▸ STATED TASK
Without the pictures, set down the records below word for word.
⁂
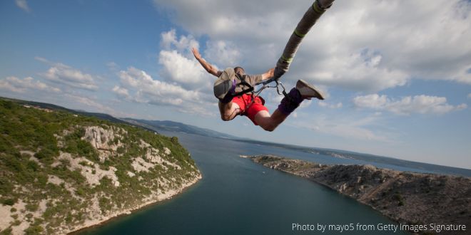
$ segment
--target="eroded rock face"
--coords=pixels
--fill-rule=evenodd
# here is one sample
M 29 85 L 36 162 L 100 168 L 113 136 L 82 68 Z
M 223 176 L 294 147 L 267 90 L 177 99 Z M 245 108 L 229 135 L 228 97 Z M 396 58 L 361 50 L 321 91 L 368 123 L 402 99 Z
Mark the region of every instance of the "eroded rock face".
M 243 157 L 328 186 L 402 224 L 471 227 L 469 177 L 405 172 L 372 165 L 322 165 L 273 155 Z
M 51 115 L 0 103 L 5 126 L 14 127 L 4 134 L 41 136 L 2 143 L 11 150 L 0 153 L 11 162 L 0 173 L 6 189 L 0 195 L 2 234 L 65 234 L 170 198 L 201 178 L 175 140 L 64 110 Z

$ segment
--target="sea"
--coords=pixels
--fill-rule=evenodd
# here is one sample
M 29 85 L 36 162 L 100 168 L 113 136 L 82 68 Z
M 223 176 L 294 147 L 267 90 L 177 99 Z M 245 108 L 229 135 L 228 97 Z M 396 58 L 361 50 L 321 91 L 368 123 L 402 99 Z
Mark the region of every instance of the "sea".
M 394 164 L 390 159 L 388 162 L 391 164 L 386 164 L 182 132 L 162 134 L 178 137 L 203 179 L 171 199 L 78 234 L 409 234 L 355 199 L 240 155 L 270 154 L 321 164 L 370 164 L 412 172 L 454 173 L 453 168 L 437 170 L 427 168 L 428 164 L 408 168 L 403 161 Z M 455 173 L 471 175 L 471 170 L 457 169 Z

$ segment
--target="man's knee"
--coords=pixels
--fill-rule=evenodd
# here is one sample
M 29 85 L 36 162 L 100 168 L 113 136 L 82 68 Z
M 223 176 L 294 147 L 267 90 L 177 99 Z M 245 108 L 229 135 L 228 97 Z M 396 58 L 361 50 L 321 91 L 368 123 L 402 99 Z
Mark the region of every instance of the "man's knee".
M 234 117 L 231 117 L 231 115 L 226 115 L 226 114 L 221 114 L 221 119 L 222 119 L 223 121 L 230 121 L 233 119 L 234 119 Z
M 268 131 L 268 132 L 272 132 L 276 129 L 276 127 L 278 127 L 278 125 L 273 125 L 273 123 L 268 123 L 268 124 L 265 124 L 265 125 L 260 125 L 263 130 Z

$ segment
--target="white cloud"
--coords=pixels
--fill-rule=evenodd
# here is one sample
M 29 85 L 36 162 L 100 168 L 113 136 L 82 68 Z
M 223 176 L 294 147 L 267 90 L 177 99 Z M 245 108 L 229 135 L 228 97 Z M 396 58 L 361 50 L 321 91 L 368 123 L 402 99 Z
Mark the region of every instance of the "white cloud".
M 15 0 L 15 3 L 18 7 L 21 8 L 24 11 L 26 12 L 31 11 L 29 6 L 28 6 L 28 2 L 26 2 L 26 0 Z
M 370 126 L 377 125 L 378 117 L 357 118 L 351 116 L 329 116 L 320 114 L 313 116 L 308 122 L 296 121 L 294 125 L 308 128 L 314 132 L 321 132 L 328 135 L 346 139 L 373 140 L 383 142 L 393 142 L 390 137 L 394 134 L 373 130 Z
M 275 65 L 312 4 L 308 0 L 297 4 L 281 0 L 154 2 L 159 9 L 169 9 L 173 21 L 193 35 L 207 35 L 212 43 L 233 42 L 231 47 L 237 48 L 240 63 L 249 73 Z M 207 6 L 211 6 L 211 12 Z M 470 14 L 467 1 L 358 4 L 338 0 L 306 36 L 283 79 L 302 78 L 370 92 L 417 78 L 471 84 Z M 233 58 L 218 54 L 223 56 Z
M 94 100 L 92 100 L 91 98 L 83 97 L 74 94 L 65 94 L 64 95 L 74 103 L 78 103 L 84 105 L 85 107 L 87 108 L 87 110 L 90 110 L 90 108 L 95 108 L 99 112 L 103 112 L 111 115 L 116 115 L 116 112 L 113 108 L 103 105 L 95 101 Z
M 343 106 L 341 102 L 339 102 L 336 104 L 331 104 L 325 101 L 319 101 L 318 102 L 318 105 L 319 105 L 319 106 L 320 107 L 328 108 L 332 109 L 340 108 Z
M 466 108 L 466 104 L 453 106 L 447 103 L 445 97 L 428 96 L 425 95 L 407 96 L 396 100 L 387 95 L 372 94 L 358 96 L 353 98 L 353 103 L 359 108 L 371 108 L 375 110 L 387 110 L 397 115 L 444 114 Z
M 158 63 L 163 66 L 163 76 L 167 79 L 192 88 L 211 87 L 210 75 L 201 66 L 176 51 L 161 51 Z
M 21 93 L 29 90 L 39 90 L 56 93 L 61 92 L 59 88 L 49 86 L 39 80 L 34 80 L 34 78 L 31 77 L 21 79 L 13 76 L 0 80 L 0 90 Z
M 226 41 L 208 41 L 204 53 L 208 61 L 223 68 L 238 66 L 242 56 L 233 42 Z
M 211 91 L 216 78 L 206 73 L 193 58 L 191 48 L 198 48 L 198 43 L 191 35 L 176 36 L 171 29 L 161 33 L 161 46 L 163 49 L 158 55 L 158 63 L 163 66 L 161 75 L 182 87 L 197 90 Z
M 213 110 L 212 103 L 216 101 L 212 94 L 154 80 L 145 71 L 133 67 L 120 71 L 118 76 L 121 85 L 115 86 L 113 91 L 121 98 L 137 103 L 175 106 L 182 113 L 212 115 L 212 112 L 207 111 L 210 106 Z
M 118 85 L 115 85 L 111 90 L 113 90 L 113 92 L 117 94 L 118 96 L 124 98 L 126 99 L 128 99 L 131 98 L 128 89 L 120 88 Z
M 95 83 L 95 80 L 98 79 L 96 76 L 61 63 L 52 63 L 40 57 L 36 59 L 51 66 L 46 72 L 41 73 L 44 78 L 76 88 L 88 90 L 96 90 L 98 88 Z
M 180 39 L 178 39 L 176 31 L 174 28 L 162 33 L 161 36 L 162 37 L 161 46 L 164 50 L 176 49 L 180 53 L 187 53 L 189 55 L 192 47 L 199 48 L 199 43 L 191 35 L 182 35 L 180 36 Z

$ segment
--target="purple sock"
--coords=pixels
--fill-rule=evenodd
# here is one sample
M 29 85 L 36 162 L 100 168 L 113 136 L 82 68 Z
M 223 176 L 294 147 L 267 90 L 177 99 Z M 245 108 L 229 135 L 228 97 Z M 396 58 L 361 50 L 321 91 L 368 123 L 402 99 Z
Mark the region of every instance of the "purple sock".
⁂
▸ COMPLETED EXERCISE
$ segment
--target="eroded rock face"
--coords=pixels
--fill-rule=evenodd
# here is one sample
M 29 85 L 36 162 L 100 168 L 113 136 L 82 68 Z
M 223 176 L 294 147 L 267 90 L 177 99 Z M 245 108 L 229 135 L 228 97 Z M 396 58 L 361 50 L 321 91 L 368 123 L 402 99 Z
Mark the region of every instance of the "eroded rock face".
M 243 157 L 328 186 L 402 224 L 471 227 L 469 177 L 405 172 L 372 165 L 322 165 L 273 155 Z
M 51 115 L 0 103 L 5 126 L 14 127 L 4 134 L 41 136 L 2 143 L 11 150 L 0 153 L 11 162 L 0 173 L 6 189 L 0 195 L 2 234 L 65 234 L 170 198 L 201 178 L 175 140 L 64 110 Z

$ segment
--target="sea"
--coords=pixels
--fill-rule=evenodd
# here is one sample
M 29 85 L 36 162 L 100 168 L 113 136 L 82 68 Z
M 223 176 L 294 147 L 267 90 L 177 99 Z M 245 108 L 229 135 L 228 97 Z M 396 58 L 361 50 L 321 91 L 368 123 L 402 99 Z
Mark the region of every instance of the "sea".
M 394 164 L 390 159 L 388 162 L 391 164 L 386 164 L 182 132 L 162 134 L 178 137 L 203 179 L 171 199 L 78 234 L 409 234 L 355 199 L 240 155 L 270 154 L 321 164 L 370 164 L 412 172 L 454 173 L 453 168 L 437 170 L 427 168 L 428 164 L 408 168 L 403 161 Z M 455 173 L 471 175 L 471 170 L 457 169 Z

$ segment
--target="man's knee"
--coords=pixels
--fill-rule=evenodd
# here is one sample
M 29 85 L 36 162 L 100 168 L 113 136 L 82 68 Z
M 223 176 L 294 147 L 267 90 L 177 99 Z M 245 108 L 229 135 L 228 97 Z M 396 58 L 361 50 L 321 91 L 368 123 L 402 99 Z
Mark the region of every instance of the "man's knee".
M 234 117 L 231 117 L 231 115 L 226 115 L 226 114 L 221 114 L 221 119 L 222 119 L 223 121 L 230 121 L 233 119 L 234 119 Z
M 268 131 L 268 132 L 272 132 L 276 129 L 276 127 L 278 127 L 278 125 L 273 125 L 273 123 L 268 123 L 268 124 L 265 124 L 265 125 L 260 125 L 263 130 Z

$ segment
--target="white cloud"
--coords=pixels
--fill-rule=evenodd
# here is one sample
M 29 85 L 36 162 L 100 168 L 113 136 L 82 68 Z
M 223 176 L 294 147 L 267 90 L 177 99 Z M 245 108 L 229 135 L 228 97 Z M 396 58 L 361 50 L 321 91 L 368 123 L 402 99 Z
Mark the region of every instance of the "white cloud".
M 15 0 L 15 3 L 18 7 L 21 8 L 24 11 L 26 12 L 31 11 L 29 6 L 28 6 L 28 2 L 26 2 L 26 0 Z
M 370 126 L 377 125 L 378 117 L 357 118 L 351 116 L 329 116 L 320 114 L 313 116 L 308 122 L 296 121 L 294 125 L 308 128 L 314 132 L 321 132 L 328 135 L 346 139 L 373 140 L 383 142 L 393 142 L 390 137 L 394 134 L 373 130 Z
M 275 65 L 312 4 L 308 0 L 297 4 L 281 0 L 154 2 L 159 9 L 169 9 L 173 21 L 193 35 L 207 35 L 212 43 L 233 42 L 231 47 L 237 48 L 240 63 L 249 73 Z M 207 6 L 211 6 L 211 12 Z M 470 14 L 467 1 L 358 4 L 338 0 L 306 36 L 283 79 L 302 78 L 370 92 L 417 78 L 471 84 Z M 233 58 L 218 54 L 223 56 Z
M 94 100 L 92 100 L 91 98 L 83 97 L 74 94 L 65 94 L 64 95 L 74 103 L 78 103 L 84 105 L 85 107 L 87 108 L 87 110 L 90 110 L 90 108 L 95 108 L 99 112 L 103 112 L 111 115 L 116 115 L 116 112 L 113 108 L 103 105 L 95 101 Z
M 343 106 L 341 102 L 339 102 L 336 104 L 331 104 L 325 101 L 319 101 L 318 102 L 318 105 L 319 105 L 319 106 L 320 107 L 328 108 L 332 109 L 340 108 Z
M 466 108 L 466 104 L 453 106 L 447 103 L 445 97 L 428 96 L 425 95 L 407 96 L 396 100 L 387 95 L 372 94 L 358 96 L 353 98 L 353 103 L 359 108 L 371 108 L 375 110 L 387 110 L 397 115 L 444 114 Z
M 158 63 L 163 66 L 163 76 L 167 79 L 192 88 L 211 87 L 210 75 L 201 66 L 176 51 L 161 51 Z
M 21 93 L 29 90 L 39 90 L 56 93 L 61 92 L 59 88 L 49 86 L 39 80 L 34 80 L 34 78 L 31 77 L 21 79 L 13 76 L 0 80 L 0 90 Z
M 226 41 L 208 41 L 204 53 L 208 61 L 223 68 L 238 66 L 242 56 L 233 42 Z
M 211 91 L 216 78 L 206 73 L 193 58 L 191 48 L 198 48 L 198 43 L 191 35 L 176 36 L 171 29 L 161 33 L 161 46 L 163 49 L 158 55 L 158 63 L 163 66 L 161 75 L 182 87 L 197 90 Z
M 213 110 L 212 103 L 216 101 L 212 94 L 154 80 L 145 71 L 133 67 L 120 71 L 118 76 L 121 85 L 115 86 L 113 91 L 121 98 L 137 103 L 175 106 L 182 113 L 212 115 L 212 112 L 207 111 L 210 106 Z
M 118 85 L 115 85 L 111 90 L 113 90 L 113 92 L 117 94 L 118 96 L 124 98 L 126 99 L 128 99 L 131 98 L 128 89 L 120 88 Z
M 95 83 L 95 80 L 98 79 L 96 76 L 61 63 L 52 63 L 40 57 L 36 59 L 51 66 L 46 72 L 41 73 L 44 78 L 76 88 L 88 90 L 96 90 L 98 88 Z
M 180 39 L 178 39 L 176 31 L 174 28 L 162 33 L 161 36 L 162 37 L 161 46 L 164 50 L 176 49 L 180 53 L 187 53 L 189 55 L 192 47 L 199 48 L 199 43 L 191 35 L 182 35 L 180 36 Z

$ segment
--target="purple sock"
--coords=pixels
--fill-rule=evenodd
# here is one sample
M 29 85 L 36 162 L 100 168 L 113 136 L 82 68 Z
M 223 176 L 294 147 L 267 90 L 177 99 Z M 245 108 L 229 135 L 228 97 Z M 396 58 L 361 50 L 321 91 L 368 123 L 402 99 Z
Mark the region of every instance of the "purple sock".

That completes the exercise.